----- Text
II THE OBJECT OF THE CALL.
(1) The end to be aimed at is to “fear and serve the Lord.” The fear characterises the spirit of internal devotion, the service covers the obedience of active work. The fear precedes the service; because we cannot rightly serve God with our hands till we are devoted to Him in our hearts. The fear of God here required is not the abject terror which the slave feels for the tyrant, but reverence, awe, worship, the dread of displeasing, and the humble submission of our souls. This must be found in all true devotion. Yet it is most prominent in the stern Hebrew faith. (Psa_2:11) For the Christian, love is the leading motive, though this love must be an awed and reverent affection. After the fear, then, must follow the service; for God will not be satisfied with passive veneration, He requires active obedience.
(2) The essential characteristic of the fear and service here noted is sincerity. There is always danger of worship becoming unconsciously formal even when it is not knowingly hypocritical; because pure worship involves the highest effort of spirituality, great abstraction from sense, and a purity of thought which is very foreign to the habits of sinful beings. (2Ti_3:5) Yet God abhors unreal devotion, (Isa_29:13) and can only be worshipped at all when He is served spiritually. (Joh_4:24)
(3) The necessary condition of this fear and service is a departure from all things inconsistent with it. The people must give up all lingering habits of idolatry. We must repent and forsake our old sins. We cannot retain devotion to the world and to sin whilst we devote ourselves to God. No man can serve two masters. Therefore choose. W.F.A.
Vers. 14, 15. The great appeal.
----------
== Work to complete ==
Reproduce verbatim everything in the text on fearing and serving the Lord from "(2) The essential" down to "served spiritually. (Joh_4:24)". The rows below have no connection to the text on fearing and serving the Lord.
----- Stored data
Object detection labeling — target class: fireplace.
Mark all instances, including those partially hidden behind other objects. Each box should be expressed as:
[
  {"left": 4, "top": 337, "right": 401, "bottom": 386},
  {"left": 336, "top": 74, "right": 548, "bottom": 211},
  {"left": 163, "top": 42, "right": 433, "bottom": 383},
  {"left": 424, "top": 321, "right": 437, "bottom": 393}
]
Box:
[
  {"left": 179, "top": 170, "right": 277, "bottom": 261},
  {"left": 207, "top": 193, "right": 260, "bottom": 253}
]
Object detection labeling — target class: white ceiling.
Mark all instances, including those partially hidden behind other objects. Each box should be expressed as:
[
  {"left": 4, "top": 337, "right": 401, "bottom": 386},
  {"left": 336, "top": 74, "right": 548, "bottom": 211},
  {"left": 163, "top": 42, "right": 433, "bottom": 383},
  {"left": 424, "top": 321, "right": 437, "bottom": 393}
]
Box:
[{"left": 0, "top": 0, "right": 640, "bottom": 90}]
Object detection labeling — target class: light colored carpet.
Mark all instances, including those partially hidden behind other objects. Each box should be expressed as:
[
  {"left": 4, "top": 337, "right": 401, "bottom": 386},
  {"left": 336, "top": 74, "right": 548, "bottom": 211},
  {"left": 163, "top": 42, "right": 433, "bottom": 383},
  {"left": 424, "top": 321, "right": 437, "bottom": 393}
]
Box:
----------
== Reply ==
(2) The essential characteristic of the fear and service here noted is sincerity. There is always danger of worship becoming unconsciously formal even when it is not knowingly hypocritical; because pure worship involves the highest effort of spirituality, great abstraction from sense, and a purity of thought which is very foreign to the habits of sinful beings. (2Ti_3:5) Yet God abhors unreal devotion, (Isa_29:13) and can only be worshipped at all when He is served spiritually. (Joh_4:24)